_Requests_
(1) Translate this sentence from the blog post into Spanish: "I am reading about nasty hard algebraic geometry, and I am contemplating a fourth ‘Twilight’ parody."
(2) Go on with the blog post about the Space Monkeys and the ‘Twilight’ parodies, starting after its final sentence.

_Text to read_
What have I done wrong? Why do you all hate me so? Is it because I’ve been discussing serious things like the way that the oppressive influence of the maleocracy still extends its over the women of today? Don’t you like Katharine Hepburn (for which I pity you, if that sad eventuality is in fact true)? Would you rather I went back to weak jokes about chickens? If so, here goes:
Q: Why did the depressed chicken cross the road?
A: It was the first step on the route to oblivion.
There, maybe a bit dark. Just a bit. But it is about chickens. You like chickens, don’t you? Everybody likes chickens. Except Werner Herzog, that is. But then, he’s a bit, ahem, unusual, albeit a genius with it. Should I talk about other favourite actresses? I can go on at length about Ginger Rogers or Carole Lombard if you like. Thinking of which, I just watched ‘Stage Door’, which had both Ginger Rogers and Hepburn in it. Like wow.
MUST. STOP. WRITING. ABOUT. KATHARINE. HEPBURN.
Excuse me, the Space Monkeys have just appeared, and I think they want to extract my brain again. I’ll just go off with them and come back in a bit, a new, debrained, man.
Twilight’s comin’ around
Well the Space Monkeys called this morning, and apparently my brain is very happy and making lots of friends in the Monkey Planet’s brain repository. And it’s struck up a real friendship with this baboon called Igor who likes to borrow brains or a few days. Apparently if my brain is lucky, Igor might take it for a holiday next!
In my brainless state I am having to take lots of pills to deal with the feelings of depression that arise from being without my closest companion and friend. But I am still active. I am reading about nasty hard algebraic geometry, and I am contemplating a fourth ‘Twilight’ parody. You may recall that in the first Bella discovered that 108 year old virgins don’t necessarily make the best lovers, and in the second she took the stage as vampiredom’s very own answer to Immodesty Blaze, while in the third, Edward decided that making love with Bella wasn’t that much fun really, and found himself married. In this one Bella takes on the Volturi (the guys who rule the vampires, for those lucky souls who aren’t in the know), Edward falls in love, and we learn some interesting facts about Fred Astaire.

_Dataset extract_
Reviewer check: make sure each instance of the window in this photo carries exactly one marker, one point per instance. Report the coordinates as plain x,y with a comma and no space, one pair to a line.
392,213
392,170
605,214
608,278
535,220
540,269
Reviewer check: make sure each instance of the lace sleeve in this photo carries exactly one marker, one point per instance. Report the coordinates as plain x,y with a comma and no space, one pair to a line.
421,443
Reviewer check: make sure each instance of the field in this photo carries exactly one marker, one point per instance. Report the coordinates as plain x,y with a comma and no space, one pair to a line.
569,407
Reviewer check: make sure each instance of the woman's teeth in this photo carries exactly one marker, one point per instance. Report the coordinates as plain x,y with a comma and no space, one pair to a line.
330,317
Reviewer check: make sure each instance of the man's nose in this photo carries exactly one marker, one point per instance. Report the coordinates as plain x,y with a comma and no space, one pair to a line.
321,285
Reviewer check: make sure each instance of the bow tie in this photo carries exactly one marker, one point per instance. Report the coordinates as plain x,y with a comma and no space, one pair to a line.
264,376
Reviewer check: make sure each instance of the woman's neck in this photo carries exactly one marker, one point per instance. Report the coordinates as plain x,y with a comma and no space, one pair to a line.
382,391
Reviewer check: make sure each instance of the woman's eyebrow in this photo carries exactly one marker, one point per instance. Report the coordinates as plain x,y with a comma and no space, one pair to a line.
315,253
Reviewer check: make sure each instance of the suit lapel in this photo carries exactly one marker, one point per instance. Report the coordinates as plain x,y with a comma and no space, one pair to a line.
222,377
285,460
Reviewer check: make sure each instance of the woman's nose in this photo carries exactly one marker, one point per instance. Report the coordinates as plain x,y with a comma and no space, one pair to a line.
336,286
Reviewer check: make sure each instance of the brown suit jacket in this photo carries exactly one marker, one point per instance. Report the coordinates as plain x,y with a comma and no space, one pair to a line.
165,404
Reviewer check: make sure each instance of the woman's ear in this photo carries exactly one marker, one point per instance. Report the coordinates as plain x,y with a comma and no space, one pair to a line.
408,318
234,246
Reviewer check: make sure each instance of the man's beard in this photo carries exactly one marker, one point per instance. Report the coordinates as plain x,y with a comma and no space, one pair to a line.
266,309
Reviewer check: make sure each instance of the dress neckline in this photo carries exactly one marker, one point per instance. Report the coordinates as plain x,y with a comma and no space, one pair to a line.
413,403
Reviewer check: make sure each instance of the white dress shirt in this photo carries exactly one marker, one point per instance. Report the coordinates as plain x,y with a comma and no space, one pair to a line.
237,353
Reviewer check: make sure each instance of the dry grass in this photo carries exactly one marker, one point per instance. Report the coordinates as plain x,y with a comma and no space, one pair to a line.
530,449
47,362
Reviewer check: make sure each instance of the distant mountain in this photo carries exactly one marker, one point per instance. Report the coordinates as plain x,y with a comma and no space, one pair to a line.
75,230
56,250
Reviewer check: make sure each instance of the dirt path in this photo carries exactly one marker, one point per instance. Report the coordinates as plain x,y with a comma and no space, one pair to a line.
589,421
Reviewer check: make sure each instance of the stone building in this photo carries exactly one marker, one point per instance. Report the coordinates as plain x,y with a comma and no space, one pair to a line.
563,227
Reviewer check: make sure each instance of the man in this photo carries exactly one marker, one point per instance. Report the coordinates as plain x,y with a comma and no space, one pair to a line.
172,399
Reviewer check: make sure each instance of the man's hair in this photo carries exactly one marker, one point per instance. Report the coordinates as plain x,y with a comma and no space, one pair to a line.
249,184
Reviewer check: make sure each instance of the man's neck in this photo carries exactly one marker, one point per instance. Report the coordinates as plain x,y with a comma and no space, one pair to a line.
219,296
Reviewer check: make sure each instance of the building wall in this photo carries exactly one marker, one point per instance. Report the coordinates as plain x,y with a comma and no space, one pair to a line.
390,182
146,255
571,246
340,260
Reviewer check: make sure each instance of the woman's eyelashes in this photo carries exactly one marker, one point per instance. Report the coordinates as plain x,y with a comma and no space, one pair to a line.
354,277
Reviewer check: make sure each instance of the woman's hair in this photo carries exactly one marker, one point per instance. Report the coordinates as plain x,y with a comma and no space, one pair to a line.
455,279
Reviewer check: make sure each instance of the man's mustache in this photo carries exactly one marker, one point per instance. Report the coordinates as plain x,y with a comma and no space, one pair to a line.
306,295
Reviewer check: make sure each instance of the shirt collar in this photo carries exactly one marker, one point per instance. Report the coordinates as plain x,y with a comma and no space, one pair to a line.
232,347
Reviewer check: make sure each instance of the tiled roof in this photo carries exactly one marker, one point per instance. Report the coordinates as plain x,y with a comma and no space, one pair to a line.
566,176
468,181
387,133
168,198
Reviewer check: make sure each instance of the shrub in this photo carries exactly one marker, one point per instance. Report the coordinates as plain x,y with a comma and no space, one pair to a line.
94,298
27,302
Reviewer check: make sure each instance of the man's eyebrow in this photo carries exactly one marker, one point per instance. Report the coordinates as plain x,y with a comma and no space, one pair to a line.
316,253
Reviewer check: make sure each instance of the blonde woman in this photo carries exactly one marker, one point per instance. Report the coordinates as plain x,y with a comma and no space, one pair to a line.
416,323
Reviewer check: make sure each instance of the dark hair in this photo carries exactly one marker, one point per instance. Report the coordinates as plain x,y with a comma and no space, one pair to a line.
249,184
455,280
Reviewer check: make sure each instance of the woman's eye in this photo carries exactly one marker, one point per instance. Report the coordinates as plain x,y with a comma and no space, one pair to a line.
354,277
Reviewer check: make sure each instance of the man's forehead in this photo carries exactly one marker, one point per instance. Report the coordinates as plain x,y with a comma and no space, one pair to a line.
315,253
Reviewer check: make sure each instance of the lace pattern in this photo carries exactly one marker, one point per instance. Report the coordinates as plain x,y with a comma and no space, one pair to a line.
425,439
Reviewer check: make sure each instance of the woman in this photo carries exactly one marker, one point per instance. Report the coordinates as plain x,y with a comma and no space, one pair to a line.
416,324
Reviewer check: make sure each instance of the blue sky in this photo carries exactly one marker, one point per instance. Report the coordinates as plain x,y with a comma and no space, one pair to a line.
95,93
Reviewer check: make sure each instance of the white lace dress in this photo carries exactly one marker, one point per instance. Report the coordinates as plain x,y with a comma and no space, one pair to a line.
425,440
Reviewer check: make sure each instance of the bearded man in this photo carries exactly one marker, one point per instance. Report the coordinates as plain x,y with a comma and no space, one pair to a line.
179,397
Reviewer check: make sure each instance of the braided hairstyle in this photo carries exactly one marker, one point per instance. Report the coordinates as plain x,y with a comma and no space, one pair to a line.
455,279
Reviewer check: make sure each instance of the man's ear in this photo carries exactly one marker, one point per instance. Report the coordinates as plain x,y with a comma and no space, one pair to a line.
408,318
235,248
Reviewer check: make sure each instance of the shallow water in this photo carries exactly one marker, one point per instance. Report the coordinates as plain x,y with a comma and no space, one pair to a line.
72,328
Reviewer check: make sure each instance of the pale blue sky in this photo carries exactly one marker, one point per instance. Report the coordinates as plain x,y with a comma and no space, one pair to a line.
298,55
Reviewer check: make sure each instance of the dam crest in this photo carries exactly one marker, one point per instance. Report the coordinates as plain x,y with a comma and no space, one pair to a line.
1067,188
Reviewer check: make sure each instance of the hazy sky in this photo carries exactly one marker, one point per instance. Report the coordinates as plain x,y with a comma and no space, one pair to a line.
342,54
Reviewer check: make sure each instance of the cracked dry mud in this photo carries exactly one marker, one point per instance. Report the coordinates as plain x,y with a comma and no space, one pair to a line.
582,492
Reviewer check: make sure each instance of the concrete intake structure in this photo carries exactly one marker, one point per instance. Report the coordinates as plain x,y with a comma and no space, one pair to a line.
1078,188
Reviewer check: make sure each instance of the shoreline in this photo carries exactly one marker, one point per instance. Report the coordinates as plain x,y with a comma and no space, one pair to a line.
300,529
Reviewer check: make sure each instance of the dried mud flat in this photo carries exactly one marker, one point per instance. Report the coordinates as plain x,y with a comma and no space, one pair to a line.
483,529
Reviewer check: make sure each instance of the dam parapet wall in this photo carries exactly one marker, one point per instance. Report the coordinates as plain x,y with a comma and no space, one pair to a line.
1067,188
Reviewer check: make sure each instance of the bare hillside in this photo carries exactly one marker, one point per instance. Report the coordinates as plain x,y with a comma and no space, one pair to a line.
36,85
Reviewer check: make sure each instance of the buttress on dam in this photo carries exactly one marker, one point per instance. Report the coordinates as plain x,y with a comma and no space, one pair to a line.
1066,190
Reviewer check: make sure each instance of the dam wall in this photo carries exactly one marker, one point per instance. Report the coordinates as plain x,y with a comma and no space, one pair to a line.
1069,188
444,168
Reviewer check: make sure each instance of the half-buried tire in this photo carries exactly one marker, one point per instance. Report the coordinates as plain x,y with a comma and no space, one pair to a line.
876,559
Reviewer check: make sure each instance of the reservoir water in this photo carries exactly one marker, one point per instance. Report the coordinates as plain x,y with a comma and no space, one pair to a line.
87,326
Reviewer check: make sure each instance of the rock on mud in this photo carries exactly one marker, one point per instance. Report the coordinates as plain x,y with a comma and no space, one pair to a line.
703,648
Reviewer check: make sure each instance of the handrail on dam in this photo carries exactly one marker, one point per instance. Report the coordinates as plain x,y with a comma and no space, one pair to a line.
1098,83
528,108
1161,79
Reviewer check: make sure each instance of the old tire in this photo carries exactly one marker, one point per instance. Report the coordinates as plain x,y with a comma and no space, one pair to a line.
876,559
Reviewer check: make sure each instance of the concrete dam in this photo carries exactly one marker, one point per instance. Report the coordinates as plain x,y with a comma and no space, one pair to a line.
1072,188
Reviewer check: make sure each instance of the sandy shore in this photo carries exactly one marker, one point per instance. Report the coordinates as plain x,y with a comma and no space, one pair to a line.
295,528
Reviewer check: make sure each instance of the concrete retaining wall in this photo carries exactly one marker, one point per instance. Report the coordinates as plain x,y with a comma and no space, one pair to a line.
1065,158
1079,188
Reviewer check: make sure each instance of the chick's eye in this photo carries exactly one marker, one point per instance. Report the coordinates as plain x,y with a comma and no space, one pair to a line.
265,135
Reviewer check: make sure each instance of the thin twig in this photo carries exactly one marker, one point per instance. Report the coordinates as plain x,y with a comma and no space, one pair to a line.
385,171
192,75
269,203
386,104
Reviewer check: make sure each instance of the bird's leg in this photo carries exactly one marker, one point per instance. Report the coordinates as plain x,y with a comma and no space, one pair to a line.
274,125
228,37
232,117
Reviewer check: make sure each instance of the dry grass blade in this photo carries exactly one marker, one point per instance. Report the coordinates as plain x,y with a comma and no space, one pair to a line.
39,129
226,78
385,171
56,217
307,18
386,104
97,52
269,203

_Answers per task_
(1) Estoy leyendo sobre geometría algebraica terriblemente difícil y estoy pensando en una cuarta parodia de ‘Crepúsculo’.

(2)
I know, let’s have a referendum. Much more interesting than whether or not we should use PR in elections. Which do you prefer: (a) Fred Astaire turns out to have been a vampire, or (b) Edward’s new wife is a 450 year-old aristocrat who is a mean tap-dancer?
Alas, Alack a Day
Terrible news! Igor has run away with my brain, and it is believed he wants to marry it. The Space Monkey police are in hot pursuit, but they believe he is making for a remote district where there is a renegade Orang-Utan who is prepared to sanction such unholy matches, and even carry out a pretence of a wedding ceremony when everyone knows the only true match ‘twixt man and brain involves the latter being emplaced within the cranium of the former.
And while this goes on, what can I do but stay at home and gibber with fear (a very kindly gibbon has come to stay with me, to give me consolation in this time of trouble, and she is teaching me gibbering)? What will I do if my brain becomes a baboon‘s wife? Prosecute him for bigamy? Take his brain by way of revenge? The Space Monkeys have offered me the pick of their best brains, but I liked my old brain: she and I got on well together. Okay, we disagreed on some things, like the preferred form of proportional representation, but in so much we were one. And now we are parted, perhaps for ever.
Woe is me!
I am a teapot,
See my gleaming spout.
When you tilt and pour,
You’ll see tea flowing out.
One spoon for each drinker,
One for the pot,
Stir it all about,
And drink it while it’s hot.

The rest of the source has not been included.